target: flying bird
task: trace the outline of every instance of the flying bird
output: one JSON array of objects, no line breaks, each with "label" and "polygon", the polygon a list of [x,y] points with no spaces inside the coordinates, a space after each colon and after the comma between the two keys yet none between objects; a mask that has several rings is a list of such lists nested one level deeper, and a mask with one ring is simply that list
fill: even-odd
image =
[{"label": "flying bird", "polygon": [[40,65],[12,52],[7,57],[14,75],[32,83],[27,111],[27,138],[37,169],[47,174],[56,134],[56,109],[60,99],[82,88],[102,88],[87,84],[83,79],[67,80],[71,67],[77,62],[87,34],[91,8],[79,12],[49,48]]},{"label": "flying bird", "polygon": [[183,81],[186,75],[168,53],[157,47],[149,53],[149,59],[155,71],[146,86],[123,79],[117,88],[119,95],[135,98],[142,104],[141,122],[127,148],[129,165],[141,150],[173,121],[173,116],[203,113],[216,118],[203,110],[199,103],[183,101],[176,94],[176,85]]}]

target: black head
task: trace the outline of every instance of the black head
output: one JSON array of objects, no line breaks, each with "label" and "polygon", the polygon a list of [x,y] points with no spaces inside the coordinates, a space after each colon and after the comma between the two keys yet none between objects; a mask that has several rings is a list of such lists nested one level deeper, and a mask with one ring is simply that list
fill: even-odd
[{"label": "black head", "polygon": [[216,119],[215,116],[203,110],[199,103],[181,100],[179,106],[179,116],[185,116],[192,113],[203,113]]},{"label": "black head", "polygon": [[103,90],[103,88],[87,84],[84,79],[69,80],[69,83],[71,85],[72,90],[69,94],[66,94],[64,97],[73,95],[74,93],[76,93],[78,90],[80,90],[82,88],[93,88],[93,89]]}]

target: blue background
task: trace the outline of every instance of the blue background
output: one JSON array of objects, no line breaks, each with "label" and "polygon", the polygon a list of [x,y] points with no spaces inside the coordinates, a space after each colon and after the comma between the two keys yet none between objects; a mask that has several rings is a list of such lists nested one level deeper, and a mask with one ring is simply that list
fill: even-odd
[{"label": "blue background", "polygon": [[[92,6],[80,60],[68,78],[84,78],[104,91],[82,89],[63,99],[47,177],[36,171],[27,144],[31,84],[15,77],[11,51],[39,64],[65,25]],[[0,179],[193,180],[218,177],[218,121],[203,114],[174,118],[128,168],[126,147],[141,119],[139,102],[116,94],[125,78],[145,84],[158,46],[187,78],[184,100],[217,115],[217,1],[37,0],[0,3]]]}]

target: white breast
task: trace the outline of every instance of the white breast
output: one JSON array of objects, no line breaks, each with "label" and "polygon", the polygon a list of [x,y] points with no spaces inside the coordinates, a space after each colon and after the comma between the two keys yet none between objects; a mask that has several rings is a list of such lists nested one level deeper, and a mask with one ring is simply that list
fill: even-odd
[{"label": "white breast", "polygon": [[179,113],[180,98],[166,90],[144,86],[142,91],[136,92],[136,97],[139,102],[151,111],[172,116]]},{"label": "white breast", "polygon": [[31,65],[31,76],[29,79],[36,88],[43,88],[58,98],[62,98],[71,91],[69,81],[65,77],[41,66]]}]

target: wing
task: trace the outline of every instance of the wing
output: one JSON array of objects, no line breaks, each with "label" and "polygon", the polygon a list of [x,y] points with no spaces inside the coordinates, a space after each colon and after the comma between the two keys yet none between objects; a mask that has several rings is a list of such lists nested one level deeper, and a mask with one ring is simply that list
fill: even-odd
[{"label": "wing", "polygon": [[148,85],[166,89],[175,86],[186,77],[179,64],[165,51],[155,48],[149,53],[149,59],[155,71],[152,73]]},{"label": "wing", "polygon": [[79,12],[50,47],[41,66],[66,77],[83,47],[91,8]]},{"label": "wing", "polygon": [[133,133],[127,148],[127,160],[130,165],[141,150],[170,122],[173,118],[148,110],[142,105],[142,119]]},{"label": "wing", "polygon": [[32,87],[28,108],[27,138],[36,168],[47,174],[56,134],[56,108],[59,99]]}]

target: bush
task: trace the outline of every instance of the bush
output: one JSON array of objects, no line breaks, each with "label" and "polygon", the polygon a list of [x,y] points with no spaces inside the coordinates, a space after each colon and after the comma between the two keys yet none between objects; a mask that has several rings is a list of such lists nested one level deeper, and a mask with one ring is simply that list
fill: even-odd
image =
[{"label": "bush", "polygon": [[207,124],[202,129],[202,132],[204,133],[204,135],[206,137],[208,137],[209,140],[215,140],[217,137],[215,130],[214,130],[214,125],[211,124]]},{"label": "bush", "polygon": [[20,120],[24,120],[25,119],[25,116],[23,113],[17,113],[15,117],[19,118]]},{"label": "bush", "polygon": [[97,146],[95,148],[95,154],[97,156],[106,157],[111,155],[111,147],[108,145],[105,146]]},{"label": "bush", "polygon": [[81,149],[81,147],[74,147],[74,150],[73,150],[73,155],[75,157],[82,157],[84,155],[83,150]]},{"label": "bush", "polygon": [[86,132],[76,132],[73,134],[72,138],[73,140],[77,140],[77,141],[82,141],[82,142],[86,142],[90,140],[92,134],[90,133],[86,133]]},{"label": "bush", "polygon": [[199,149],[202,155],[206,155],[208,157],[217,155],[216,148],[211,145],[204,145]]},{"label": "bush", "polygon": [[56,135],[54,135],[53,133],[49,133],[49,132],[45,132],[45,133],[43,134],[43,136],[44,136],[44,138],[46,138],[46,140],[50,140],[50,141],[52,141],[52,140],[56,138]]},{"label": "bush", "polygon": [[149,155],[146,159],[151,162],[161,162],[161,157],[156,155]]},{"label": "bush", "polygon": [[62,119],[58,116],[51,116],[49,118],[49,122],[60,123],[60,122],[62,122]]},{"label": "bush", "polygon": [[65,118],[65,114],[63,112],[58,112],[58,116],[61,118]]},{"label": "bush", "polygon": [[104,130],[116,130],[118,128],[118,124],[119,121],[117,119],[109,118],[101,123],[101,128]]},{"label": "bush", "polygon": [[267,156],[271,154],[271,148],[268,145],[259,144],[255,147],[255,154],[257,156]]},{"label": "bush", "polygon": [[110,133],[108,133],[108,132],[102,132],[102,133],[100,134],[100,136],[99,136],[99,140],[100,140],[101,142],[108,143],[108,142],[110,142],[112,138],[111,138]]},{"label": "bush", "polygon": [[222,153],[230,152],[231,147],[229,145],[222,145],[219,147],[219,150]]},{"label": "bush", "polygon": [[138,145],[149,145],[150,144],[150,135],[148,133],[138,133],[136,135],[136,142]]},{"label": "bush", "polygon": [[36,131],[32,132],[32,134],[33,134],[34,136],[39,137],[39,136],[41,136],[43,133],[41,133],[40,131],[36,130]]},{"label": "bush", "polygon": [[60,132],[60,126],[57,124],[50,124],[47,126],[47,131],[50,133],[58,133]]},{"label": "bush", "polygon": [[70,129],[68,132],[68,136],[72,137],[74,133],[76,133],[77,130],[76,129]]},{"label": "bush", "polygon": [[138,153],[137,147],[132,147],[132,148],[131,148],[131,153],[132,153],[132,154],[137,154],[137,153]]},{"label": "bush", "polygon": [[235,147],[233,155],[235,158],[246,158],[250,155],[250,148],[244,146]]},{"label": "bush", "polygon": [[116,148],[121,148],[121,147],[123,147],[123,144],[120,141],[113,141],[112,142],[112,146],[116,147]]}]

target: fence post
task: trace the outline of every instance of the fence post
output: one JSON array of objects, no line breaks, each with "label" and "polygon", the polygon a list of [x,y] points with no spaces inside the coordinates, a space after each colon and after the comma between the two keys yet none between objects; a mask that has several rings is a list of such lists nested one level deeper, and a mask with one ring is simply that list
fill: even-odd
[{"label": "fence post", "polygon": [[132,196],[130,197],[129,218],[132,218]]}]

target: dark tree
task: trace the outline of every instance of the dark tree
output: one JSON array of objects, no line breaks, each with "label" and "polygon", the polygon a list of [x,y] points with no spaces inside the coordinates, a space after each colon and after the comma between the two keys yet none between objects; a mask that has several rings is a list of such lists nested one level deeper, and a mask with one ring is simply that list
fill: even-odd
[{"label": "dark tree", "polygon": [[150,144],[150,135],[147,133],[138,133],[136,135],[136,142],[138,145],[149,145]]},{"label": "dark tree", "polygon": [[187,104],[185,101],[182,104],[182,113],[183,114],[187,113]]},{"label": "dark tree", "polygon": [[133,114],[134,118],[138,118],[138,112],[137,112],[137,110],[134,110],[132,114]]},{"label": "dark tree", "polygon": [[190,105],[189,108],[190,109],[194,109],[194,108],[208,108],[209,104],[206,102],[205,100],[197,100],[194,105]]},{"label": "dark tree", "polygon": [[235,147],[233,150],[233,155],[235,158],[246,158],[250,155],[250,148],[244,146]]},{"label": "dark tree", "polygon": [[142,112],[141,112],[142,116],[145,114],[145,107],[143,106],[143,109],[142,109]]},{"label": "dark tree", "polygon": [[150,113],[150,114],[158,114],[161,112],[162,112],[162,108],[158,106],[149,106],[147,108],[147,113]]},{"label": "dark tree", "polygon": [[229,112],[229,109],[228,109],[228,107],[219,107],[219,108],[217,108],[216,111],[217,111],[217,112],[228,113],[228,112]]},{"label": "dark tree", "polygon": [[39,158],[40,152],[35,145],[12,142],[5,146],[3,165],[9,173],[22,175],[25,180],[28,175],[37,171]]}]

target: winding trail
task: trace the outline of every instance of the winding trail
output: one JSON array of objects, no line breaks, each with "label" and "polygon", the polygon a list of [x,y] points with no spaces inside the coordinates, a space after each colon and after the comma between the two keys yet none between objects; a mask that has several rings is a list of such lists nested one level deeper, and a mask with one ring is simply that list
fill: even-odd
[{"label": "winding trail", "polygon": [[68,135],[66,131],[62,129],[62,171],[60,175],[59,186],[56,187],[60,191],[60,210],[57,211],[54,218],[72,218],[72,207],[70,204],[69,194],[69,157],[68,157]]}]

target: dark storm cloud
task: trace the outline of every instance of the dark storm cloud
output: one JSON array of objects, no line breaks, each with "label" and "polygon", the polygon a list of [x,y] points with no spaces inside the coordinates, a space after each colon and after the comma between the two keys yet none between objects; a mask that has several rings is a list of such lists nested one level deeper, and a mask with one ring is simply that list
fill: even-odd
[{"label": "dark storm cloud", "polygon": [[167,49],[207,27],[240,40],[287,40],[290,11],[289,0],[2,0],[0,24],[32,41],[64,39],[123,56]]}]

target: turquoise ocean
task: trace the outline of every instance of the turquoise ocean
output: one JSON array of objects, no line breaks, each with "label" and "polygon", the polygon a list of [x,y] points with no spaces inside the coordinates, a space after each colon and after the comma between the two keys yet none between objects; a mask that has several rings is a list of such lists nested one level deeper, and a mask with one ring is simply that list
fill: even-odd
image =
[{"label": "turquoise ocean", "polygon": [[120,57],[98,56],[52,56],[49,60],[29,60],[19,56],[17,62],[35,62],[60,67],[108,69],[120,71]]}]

----------

• **Problem statement**
Copy, word for word, everything in the records above from the line containing "target: dark tree" down to the line containing "task: trace the outline of every instance of the dark tree", including both of those lines.

• **Answer for the task**
target: dark tree
task: trace the outline of every instance of the dark tree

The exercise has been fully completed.